Can you rewrite the entries between the line containing "of player's shin" and the line containing "[129,154,159,174]", inclusive, changing "shin guard" to "knee pad" and leaving everything else the same?

** START **

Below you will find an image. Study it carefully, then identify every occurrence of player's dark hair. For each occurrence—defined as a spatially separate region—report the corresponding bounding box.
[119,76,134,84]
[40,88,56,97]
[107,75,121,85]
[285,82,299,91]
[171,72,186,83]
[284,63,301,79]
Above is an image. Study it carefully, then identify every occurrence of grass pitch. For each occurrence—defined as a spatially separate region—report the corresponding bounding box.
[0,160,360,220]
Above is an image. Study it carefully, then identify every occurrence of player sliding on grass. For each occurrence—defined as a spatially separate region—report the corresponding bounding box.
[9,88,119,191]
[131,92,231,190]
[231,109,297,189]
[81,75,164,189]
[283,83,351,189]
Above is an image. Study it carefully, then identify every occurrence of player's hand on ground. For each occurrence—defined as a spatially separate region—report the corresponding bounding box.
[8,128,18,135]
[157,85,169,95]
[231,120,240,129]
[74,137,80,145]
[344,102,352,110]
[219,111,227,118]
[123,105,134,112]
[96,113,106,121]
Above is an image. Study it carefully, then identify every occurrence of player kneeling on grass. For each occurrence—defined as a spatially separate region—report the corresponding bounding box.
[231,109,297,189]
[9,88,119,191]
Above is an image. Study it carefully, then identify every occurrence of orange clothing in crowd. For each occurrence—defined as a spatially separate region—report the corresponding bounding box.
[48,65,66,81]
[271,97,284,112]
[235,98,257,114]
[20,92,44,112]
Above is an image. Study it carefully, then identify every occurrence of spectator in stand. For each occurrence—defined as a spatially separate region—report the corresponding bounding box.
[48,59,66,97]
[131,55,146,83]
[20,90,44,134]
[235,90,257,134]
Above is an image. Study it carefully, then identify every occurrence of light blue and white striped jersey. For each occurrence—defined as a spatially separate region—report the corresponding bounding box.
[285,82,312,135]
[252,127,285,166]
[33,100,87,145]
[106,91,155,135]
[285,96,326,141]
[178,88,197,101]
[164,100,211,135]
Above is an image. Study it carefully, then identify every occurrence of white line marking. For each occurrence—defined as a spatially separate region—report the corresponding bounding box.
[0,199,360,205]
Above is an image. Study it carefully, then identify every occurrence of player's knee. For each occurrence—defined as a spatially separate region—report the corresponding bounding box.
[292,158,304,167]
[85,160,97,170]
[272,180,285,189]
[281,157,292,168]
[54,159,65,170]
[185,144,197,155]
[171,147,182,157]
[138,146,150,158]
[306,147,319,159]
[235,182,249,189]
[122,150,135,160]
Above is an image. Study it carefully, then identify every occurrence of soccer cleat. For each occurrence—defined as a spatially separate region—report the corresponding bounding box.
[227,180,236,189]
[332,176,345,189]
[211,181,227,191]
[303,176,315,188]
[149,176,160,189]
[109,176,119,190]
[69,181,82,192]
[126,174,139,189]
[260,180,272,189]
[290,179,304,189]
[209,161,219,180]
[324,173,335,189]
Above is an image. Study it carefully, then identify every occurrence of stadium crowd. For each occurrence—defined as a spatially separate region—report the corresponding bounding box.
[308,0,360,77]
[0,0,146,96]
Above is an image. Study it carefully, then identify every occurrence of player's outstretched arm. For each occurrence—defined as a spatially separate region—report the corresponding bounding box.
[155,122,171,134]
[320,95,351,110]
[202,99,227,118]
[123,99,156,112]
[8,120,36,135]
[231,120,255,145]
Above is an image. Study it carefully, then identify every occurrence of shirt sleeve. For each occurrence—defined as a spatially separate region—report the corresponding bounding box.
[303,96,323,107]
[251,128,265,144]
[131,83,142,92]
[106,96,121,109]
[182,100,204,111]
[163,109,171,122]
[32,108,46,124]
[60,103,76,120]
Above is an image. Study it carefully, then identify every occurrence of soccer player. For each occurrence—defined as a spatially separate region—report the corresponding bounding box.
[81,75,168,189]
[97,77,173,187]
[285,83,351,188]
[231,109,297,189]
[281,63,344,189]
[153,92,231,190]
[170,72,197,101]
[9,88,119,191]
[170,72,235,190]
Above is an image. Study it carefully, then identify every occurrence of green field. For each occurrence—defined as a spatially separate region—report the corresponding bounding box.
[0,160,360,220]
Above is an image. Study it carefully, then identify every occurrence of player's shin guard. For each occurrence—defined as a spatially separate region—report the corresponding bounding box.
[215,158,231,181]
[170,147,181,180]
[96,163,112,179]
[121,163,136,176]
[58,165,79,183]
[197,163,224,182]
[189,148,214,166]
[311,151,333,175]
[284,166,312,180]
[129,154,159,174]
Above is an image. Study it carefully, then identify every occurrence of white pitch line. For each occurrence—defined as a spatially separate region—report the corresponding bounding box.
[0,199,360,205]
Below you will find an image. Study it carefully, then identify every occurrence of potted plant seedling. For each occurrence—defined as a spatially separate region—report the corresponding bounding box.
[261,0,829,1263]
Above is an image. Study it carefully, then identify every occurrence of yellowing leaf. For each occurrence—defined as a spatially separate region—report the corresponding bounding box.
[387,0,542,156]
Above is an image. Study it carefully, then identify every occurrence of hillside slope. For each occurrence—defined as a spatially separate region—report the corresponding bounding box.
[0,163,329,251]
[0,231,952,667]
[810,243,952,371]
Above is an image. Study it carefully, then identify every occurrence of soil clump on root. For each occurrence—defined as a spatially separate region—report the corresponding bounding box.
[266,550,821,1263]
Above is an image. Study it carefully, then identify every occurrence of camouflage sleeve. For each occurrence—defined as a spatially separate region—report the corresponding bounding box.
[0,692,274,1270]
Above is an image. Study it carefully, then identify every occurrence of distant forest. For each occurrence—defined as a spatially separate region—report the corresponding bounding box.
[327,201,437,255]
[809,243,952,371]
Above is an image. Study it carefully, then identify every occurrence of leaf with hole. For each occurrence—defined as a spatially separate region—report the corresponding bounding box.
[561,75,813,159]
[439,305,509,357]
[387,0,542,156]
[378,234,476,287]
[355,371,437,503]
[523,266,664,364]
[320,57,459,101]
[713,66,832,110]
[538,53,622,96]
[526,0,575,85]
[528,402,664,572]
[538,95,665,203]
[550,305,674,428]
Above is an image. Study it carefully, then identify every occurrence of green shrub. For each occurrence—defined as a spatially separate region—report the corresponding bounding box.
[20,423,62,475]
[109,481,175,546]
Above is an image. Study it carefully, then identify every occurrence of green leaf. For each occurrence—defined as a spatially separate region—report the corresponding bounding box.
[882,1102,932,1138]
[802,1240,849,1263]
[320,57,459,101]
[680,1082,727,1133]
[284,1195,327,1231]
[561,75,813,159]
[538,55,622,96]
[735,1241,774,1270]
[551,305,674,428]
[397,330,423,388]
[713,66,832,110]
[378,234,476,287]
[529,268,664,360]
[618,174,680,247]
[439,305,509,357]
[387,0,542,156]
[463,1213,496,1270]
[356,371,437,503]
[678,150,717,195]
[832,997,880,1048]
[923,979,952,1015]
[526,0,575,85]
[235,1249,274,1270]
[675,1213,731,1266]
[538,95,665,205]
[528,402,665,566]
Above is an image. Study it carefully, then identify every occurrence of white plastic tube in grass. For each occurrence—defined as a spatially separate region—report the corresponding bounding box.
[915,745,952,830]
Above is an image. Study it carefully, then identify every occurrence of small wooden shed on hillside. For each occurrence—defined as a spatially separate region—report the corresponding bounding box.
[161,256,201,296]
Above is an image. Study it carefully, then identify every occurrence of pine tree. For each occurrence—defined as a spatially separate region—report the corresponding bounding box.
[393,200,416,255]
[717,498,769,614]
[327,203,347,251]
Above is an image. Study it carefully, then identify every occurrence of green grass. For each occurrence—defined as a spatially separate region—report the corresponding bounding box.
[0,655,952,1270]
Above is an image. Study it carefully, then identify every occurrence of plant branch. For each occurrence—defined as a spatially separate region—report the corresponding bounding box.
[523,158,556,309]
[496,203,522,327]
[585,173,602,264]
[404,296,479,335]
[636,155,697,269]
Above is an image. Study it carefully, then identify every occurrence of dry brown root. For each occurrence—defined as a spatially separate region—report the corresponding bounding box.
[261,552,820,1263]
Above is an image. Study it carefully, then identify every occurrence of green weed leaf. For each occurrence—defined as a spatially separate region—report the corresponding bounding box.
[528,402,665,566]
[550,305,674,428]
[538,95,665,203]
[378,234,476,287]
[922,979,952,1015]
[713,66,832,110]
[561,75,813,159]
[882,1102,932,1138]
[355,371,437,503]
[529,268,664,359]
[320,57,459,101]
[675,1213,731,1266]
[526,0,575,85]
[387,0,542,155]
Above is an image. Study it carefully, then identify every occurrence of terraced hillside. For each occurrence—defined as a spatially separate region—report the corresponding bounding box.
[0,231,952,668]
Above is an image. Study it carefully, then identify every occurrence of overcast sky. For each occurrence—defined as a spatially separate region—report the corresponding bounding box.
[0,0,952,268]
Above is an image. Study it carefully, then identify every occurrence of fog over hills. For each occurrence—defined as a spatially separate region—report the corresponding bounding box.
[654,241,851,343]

** END **

*Task response*
Above is an image. Study it carefully, then identify every occurrence of player's knee pad. For each occurrence—defined as a spatially separate region—report the corresponding bounding box.
[215,158,231,181]
[170,147,181,180]
[96,163,112,179]
[121,163,136,176]
[58,165,79,183]
[197,163,224,182]
[189,148,214,166]
[311,151,333,175]
[284,166,312,180]
[129,154,159,174]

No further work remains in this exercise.